## Estratto
-*-

Il pagamento del risarcimento è avvenuto il 26 marzo 2025, quando la Prefettura di Milano ha provveduto a versare ai Cabassi la somma complessiva comprensiva di interessi legali e spese processuali. Tuttavia, il Viminale non ha tardato a rivalersi sui soggetti che considera responsabili dell’occupazione, notificando l’ingiunzione di pagamento all’Associazione Mamme Antifasciste e personalmente alla presidente Marina Boer.

Nella raccomandata del 9 dicembre 2024, l’Avvocatura dello Stato ha specificato che l’esborso sostenuto dal Ministero dell’Interno è stato causato dall’inottemperanza dell’associazione ai provvedimenti giudiziari che ordinavano il rilascio dell’immobile occupato abusivamente. La comunicazione prevede un termine di 60 giorni per il rimborso della somma all’amministrazione, con la minaccia di procedere al pignoramento dei beni personali della presidente nel caso di inadempimento.

La vicenda giudiziaria affonda le radici nel 2003, quando il Tribunale di Milano condannò per la prima volta l’Associazione Mamme Antifasciste del Leoncavallo al rilascio dei 10mila metri quadrati dell’ex cartiera. La sentenza fu confermata dalla Corte d’Appello nel 2004 e resa definitiva dalla Cassazione nel 2010. Dal primo accesso dell’ufficiale giudiziario nel marzo 2005, si sono susseguiti 130 tentativi di sgombero, tutti falliti per l’assenza delle forze dell’ordine e la resistenza passiva degli occupanti.

-*-

## Consegna scritta A
Ricopia dall'estratto sul Leoncavallo il passo compreso tra "Nella raccomandata del" e "caso di inadempimento.", estremi inclusi.

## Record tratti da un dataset
-*-

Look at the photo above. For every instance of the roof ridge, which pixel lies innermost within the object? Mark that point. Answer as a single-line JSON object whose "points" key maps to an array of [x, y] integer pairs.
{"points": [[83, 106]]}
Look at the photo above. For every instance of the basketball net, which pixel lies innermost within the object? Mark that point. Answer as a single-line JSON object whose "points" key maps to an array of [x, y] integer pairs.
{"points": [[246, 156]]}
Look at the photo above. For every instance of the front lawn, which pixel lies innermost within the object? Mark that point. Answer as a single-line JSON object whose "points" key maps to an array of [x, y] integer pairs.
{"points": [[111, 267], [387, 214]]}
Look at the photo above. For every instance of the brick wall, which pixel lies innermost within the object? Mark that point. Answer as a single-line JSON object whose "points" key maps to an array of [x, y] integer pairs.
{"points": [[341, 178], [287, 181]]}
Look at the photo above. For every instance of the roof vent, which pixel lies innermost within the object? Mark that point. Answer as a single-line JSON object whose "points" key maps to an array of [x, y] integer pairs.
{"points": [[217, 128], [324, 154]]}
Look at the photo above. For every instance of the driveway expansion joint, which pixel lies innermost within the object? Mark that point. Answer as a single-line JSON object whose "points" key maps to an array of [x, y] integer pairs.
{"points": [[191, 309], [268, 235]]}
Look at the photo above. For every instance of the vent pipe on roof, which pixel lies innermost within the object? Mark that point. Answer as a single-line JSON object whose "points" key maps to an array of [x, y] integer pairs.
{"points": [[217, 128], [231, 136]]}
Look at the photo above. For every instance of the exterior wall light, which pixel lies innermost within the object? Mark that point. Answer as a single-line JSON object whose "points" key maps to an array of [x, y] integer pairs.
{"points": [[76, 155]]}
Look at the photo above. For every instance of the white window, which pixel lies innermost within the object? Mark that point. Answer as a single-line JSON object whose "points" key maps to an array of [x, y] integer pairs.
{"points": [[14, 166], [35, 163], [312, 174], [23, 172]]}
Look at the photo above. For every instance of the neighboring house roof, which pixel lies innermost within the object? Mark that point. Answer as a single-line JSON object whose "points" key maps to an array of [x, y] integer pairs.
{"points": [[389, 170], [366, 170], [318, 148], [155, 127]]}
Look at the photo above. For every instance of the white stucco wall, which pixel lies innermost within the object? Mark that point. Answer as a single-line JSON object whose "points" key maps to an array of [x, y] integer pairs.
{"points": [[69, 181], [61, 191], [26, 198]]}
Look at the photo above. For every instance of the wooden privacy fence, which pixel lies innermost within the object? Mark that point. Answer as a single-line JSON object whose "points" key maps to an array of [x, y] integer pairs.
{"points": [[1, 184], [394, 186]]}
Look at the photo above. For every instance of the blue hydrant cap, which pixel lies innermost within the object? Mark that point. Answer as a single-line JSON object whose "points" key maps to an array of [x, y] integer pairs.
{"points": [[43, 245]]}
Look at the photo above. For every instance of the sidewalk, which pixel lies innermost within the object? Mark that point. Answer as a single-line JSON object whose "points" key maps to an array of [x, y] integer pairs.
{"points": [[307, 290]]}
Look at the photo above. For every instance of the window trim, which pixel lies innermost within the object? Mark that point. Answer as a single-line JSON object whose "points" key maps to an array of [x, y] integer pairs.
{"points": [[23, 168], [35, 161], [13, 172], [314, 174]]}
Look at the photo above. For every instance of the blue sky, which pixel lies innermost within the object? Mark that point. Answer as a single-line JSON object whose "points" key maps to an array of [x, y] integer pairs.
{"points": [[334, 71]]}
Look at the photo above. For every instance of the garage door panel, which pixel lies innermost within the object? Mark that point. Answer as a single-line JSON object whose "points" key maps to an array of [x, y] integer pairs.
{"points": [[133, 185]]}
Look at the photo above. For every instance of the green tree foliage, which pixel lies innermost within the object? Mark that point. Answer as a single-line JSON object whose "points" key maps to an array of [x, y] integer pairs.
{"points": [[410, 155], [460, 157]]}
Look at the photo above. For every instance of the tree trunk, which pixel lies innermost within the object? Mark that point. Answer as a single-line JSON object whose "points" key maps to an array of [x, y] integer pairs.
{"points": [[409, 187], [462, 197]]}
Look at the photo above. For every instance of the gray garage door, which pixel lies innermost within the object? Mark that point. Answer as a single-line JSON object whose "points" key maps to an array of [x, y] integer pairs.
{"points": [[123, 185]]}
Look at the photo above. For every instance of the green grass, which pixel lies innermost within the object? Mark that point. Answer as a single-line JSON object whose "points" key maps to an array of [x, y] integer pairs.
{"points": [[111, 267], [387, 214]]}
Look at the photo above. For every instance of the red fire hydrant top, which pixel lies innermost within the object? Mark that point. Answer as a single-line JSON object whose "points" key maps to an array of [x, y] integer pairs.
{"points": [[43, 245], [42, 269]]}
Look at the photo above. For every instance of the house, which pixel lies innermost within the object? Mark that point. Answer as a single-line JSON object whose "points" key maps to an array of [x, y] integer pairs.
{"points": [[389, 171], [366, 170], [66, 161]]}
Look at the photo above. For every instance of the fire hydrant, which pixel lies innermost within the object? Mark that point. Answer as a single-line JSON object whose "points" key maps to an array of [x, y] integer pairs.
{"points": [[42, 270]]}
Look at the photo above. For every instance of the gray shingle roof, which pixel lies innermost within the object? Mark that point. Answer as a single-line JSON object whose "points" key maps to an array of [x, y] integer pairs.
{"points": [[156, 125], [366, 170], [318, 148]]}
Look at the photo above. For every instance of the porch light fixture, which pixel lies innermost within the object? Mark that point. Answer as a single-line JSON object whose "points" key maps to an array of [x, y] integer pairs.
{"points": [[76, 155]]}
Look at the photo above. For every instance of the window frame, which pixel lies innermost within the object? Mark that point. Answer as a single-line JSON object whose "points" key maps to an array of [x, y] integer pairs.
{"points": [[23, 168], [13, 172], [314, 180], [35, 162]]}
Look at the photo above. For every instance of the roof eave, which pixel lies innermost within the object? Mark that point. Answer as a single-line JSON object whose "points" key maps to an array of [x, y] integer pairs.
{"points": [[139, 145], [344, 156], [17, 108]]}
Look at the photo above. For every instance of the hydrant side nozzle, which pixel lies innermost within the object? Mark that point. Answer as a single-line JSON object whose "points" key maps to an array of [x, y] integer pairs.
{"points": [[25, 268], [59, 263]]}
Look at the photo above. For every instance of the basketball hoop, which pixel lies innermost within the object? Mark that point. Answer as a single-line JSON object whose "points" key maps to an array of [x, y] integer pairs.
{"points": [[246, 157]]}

-*-

## Consegna scritta B
Raccogli ogni riga dei record in cui compare la parola "gray". Maiuscole e minuscole contano.

## Risultato completo A
Nella raccomandata del 9 dicembre 2024, l’Avvocatura dello Stato ha specificato che l’esborso sostenuto dal Ministero dell’Interno è stato causato dall’inottemperanza dell’associazione ai provvedimenti giudiziari che ordinavano il rilascio dell’immobile occupato abusivamente. La comunicazione prevede un termine di 60 giorni per il rimborso della somma all’amministrazione, con la minaccia di procedere al pignoramento dei beni personali della presidente nel caso di inadempimento.

## Risultato completo B
Look at the photo above. For every instance of the gray garage door, which pixel lies innermost within the object? Mark that point. Answer as a single-line JSON object whose "points" key maps to an array of [x, y] integer pairs.
Look at the photo above. For every instance of the gray shingle roof, which pixel lies innermost within the object? Mark that point. Answer as a single-line JSON object whose "points" key maps to an array of [x, y] integer pairs.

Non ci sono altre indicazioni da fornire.